■ **Yapılacak görevler**:
1. Bayram beslenmesi üzerine olan metne göre bayramda beslenmeyle ilgili neler yapılabileceğini kim açıklıyor?
2. Bayram beslenmesi üzerine olan metni kaldığı yerden devam ettirin.

■ **Verilen alıntı**:
Hem az tüketimin getirdiği süreç hem de yavaşlayan metabolizma Ramazan Ayı’nın bitmesiyle verilen kiloların geri dönmesine neden olabilir.
Diyetisyen Emre Uzun beslenme ile ilgili bayramda neler yapılabileceğini açıklıyor. Ayrıca verdiği birbirinden lezzetli iki tatlı tarifi de bayram sofralarının fit tatlıları olmaya aday…
Yavaşlamış olan metabolizmaya bir de bayrama özel o gösterişli kahvaltılar ve misafirliklerde ikram edilen tatlılar eklenince kilo alımı ve sağlık problemlerinin yaşanması kaçınılamaz olur.
Oysa ki bir ay boyunca dinlendirdiğimiz vücudumuza ani bir değişim yaşatmamız, Ramazan boyunca sağladığımız yararı hiçe sayar. Özellikle Ramazan sonrası ilk günler olan bayramda, yeme arzumuzun aşırı olması üzerine misafirliklerde yapılan ısrarlar da eklenince sağlığımız büyük tehlike altına girebilir.
Bayram kahvaltısına dikkat!

■ **Verilen satırlar**:
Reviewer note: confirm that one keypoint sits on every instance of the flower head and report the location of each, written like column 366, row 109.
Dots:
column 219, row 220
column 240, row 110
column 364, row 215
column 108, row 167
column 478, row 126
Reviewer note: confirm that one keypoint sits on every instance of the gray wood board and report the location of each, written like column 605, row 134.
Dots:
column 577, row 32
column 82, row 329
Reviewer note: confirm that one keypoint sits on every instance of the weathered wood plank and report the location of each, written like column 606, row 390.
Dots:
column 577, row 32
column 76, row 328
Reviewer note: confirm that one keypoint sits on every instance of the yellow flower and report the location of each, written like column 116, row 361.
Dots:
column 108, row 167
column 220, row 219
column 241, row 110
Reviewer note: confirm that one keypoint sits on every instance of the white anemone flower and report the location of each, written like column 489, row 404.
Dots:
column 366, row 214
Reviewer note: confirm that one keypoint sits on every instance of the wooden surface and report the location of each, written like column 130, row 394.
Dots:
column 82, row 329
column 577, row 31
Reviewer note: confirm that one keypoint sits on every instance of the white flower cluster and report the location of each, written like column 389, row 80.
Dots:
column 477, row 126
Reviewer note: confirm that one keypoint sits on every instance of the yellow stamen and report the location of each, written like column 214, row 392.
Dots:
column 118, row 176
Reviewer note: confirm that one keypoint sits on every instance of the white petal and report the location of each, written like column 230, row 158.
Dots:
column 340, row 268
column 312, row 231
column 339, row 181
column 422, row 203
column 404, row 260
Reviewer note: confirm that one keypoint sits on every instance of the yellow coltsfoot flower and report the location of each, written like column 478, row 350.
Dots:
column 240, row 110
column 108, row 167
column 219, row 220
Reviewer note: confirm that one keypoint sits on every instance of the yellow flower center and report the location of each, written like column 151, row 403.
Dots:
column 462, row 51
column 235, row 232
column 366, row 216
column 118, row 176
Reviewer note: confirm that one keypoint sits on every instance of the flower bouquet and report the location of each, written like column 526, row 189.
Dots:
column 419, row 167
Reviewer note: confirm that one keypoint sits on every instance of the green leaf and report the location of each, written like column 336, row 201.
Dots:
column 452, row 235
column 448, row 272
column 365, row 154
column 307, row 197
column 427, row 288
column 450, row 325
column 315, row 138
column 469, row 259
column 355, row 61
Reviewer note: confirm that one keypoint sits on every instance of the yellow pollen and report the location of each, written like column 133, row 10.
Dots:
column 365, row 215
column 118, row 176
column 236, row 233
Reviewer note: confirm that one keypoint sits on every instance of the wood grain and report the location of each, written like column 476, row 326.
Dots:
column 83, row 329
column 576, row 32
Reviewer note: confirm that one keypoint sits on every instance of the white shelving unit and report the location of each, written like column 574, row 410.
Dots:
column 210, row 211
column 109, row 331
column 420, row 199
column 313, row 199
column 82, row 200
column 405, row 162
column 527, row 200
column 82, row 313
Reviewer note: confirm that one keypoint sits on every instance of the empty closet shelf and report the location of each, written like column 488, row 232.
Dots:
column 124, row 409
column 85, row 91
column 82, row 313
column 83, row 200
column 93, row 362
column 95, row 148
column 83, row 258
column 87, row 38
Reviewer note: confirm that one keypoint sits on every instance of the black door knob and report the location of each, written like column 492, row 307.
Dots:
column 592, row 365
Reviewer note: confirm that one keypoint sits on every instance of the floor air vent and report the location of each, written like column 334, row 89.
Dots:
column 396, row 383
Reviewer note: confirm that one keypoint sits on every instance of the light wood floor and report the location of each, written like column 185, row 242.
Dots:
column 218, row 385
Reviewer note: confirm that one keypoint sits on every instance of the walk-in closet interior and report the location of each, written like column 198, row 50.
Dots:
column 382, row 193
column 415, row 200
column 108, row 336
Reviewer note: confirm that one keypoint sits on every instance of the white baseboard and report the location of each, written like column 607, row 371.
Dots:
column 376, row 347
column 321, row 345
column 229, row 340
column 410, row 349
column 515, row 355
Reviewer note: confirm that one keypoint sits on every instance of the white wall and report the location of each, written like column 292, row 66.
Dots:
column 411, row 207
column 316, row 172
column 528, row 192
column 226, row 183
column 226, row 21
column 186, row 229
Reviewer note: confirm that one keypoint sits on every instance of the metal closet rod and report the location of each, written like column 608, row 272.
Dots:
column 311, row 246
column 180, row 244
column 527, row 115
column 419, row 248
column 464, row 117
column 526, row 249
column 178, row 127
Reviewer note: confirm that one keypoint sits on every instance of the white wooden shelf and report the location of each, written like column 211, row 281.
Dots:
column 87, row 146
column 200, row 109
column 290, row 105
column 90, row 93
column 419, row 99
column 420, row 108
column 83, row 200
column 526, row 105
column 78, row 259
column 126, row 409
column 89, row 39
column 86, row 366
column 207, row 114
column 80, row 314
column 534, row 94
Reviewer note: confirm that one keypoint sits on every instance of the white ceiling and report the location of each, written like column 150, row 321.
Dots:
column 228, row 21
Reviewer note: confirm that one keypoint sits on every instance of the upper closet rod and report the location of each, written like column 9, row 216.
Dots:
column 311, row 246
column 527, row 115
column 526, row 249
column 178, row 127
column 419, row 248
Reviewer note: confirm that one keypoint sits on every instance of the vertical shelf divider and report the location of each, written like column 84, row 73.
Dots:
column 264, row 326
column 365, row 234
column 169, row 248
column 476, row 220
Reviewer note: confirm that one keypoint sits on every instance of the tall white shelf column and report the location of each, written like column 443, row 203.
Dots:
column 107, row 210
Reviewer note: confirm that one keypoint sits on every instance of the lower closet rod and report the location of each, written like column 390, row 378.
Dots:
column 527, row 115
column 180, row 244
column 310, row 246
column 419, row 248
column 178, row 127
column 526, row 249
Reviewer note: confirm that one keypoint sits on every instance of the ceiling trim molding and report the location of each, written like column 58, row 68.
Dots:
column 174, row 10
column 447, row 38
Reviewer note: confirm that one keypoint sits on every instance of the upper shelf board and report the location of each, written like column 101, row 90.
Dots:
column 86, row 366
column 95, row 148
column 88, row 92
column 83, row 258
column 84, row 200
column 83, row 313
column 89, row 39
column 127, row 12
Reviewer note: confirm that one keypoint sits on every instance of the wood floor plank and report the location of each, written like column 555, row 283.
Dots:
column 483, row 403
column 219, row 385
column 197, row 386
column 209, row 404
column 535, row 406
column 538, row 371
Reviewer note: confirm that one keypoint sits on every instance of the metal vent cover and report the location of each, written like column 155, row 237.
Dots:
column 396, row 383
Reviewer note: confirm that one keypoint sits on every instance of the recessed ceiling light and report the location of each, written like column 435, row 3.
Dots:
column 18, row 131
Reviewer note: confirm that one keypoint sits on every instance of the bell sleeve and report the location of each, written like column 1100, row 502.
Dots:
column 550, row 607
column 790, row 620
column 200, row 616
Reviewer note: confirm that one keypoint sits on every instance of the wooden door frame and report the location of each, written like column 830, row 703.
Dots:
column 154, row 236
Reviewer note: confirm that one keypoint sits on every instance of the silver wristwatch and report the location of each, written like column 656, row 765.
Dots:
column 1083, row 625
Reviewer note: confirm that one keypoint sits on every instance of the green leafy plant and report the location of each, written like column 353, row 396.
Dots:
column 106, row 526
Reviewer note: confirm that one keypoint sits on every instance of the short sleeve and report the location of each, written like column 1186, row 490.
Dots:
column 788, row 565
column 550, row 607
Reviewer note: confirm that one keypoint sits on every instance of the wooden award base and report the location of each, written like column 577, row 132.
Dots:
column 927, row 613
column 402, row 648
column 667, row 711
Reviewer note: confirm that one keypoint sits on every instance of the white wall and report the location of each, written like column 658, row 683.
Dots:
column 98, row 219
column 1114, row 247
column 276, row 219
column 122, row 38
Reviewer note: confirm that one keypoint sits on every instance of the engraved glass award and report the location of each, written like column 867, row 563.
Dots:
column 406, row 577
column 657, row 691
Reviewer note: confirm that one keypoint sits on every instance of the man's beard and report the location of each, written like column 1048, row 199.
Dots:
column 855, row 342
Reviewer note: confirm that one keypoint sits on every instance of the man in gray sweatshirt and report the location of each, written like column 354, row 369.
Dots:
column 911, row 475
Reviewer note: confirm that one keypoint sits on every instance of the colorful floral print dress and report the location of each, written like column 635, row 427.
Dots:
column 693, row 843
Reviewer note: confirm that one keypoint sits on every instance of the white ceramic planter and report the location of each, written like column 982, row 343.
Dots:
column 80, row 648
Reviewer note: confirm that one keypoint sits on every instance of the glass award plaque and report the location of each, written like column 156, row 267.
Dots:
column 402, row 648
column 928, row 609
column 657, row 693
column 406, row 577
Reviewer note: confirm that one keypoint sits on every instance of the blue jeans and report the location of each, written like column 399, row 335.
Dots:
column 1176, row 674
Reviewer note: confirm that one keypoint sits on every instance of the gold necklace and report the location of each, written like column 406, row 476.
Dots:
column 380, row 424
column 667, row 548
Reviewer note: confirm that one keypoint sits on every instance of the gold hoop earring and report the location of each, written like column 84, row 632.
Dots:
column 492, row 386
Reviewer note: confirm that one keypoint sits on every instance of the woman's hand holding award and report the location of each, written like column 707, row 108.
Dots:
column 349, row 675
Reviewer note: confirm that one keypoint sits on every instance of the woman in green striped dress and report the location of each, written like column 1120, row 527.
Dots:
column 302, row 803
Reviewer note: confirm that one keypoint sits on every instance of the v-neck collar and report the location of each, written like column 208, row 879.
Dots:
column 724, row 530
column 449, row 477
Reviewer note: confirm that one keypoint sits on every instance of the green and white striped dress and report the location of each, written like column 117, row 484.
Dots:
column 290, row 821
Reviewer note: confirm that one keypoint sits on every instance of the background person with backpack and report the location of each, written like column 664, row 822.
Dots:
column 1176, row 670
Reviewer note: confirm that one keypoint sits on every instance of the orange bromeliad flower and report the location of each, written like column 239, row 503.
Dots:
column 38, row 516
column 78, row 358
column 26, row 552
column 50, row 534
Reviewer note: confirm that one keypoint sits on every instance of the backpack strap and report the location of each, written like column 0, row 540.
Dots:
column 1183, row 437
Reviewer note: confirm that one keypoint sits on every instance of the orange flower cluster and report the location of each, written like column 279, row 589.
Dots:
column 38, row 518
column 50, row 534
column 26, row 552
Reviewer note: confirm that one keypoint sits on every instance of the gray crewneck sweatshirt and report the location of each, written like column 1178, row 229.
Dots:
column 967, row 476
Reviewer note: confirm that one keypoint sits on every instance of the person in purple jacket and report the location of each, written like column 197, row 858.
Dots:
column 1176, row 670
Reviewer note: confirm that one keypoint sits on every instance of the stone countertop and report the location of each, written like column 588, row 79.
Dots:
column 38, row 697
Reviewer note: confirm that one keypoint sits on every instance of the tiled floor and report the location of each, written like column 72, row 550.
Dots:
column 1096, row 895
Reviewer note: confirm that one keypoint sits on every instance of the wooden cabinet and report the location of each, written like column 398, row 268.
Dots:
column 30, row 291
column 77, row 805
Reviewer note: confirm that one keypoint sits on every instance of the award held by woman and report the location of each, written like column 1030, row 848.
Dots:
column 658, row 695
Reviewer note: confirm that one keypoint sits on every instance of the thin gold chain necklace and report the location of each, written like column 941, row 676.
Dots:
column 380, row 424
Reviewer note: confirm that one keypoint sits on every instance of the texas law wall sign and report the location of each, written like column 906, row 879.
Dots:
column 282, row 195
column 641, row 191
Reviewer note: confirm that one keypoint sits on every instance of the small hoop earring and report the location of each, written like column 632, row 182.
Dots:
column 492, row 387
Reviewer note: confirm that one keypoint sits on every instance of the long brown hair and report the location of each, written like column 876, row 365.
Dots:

■ **Sonuçlar**:
1. Diyetisyen Emre Uzun.

2.
Bayramda dikkat etmemiz gereken ilk kurallardan biri kahvaltılarımız. Geleneğimiz olan bayramlık kahvaltılarda; kaymak, börek, kızartma gibi ağır besinler yerine daha hafif olan yumurta, yeşillik, salatalık, domates, ceviz, peynir ve meyve gibi besinler tüketmeliyiz.
Çünkü metabolizmamızın yavaşlaması üzerine bir de ağır kahvaltılar sindirim sistemimizin zorlanmasına neden olur. Bayramda tatile çıkanlar ise açık büfe kahvaltılarında çok daha dikkatli olmalı besinlerini seçerken hafif olmasına dikkat etmeli, porsiyonlarını kontrollü tüketmeliler.
Su tüketimini artırın
Bayramda dikkat etmemiz gereken diğer bir etken ise su tüketimidir. Genelde ikramlık tatlıların yanına asitli içecekler veya şekerli meyve suları verilir.
Bu içeceklerin yerine maden suları, ayran, saf su tercih etmelisiniz. Kahve ve çay tüketimini de ekstra sıvı kaybına neden olacağından bitki çaylarını içmek daha sağlıklı olacaktır.
Bayram tatlılarını masumlaştırın
Misafirliklerde yiyeceğiniz her tatlı gün sonucunda yaklaşık 2000 kalori almanıza neden olacaktır. Ayrıca aşırı tatlı tüketimi sonucunda diş dokularımız da zarar görebilir. Bu zararları en aza indirmek için bayramda şerbetli hamur tatlılar yerine daha hafif olan sütlü tatlıları, dondurmayı seçebilirsiniz veya ikramlık tatlılar yerine mevsime uygun meyveler tercih edebilirsiniz.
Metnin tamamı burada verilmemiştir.